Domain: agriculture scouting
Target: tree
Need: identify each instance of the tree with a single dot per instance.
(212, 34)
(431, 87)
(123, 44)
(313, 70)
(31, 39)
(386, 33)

=-=-=-=-=

* _YOUR INSTRUCTIONS_
Retype exactly the line with "Need: identify each" and each line after it until the records end, and include no other line.

* _TASK SOLUTION_
Need: identify each instance of the tree with a single dot per instance.
(212, 34)
(431, 87)
(123, 44)
(313, 70)
(31, 39)
(386, 33)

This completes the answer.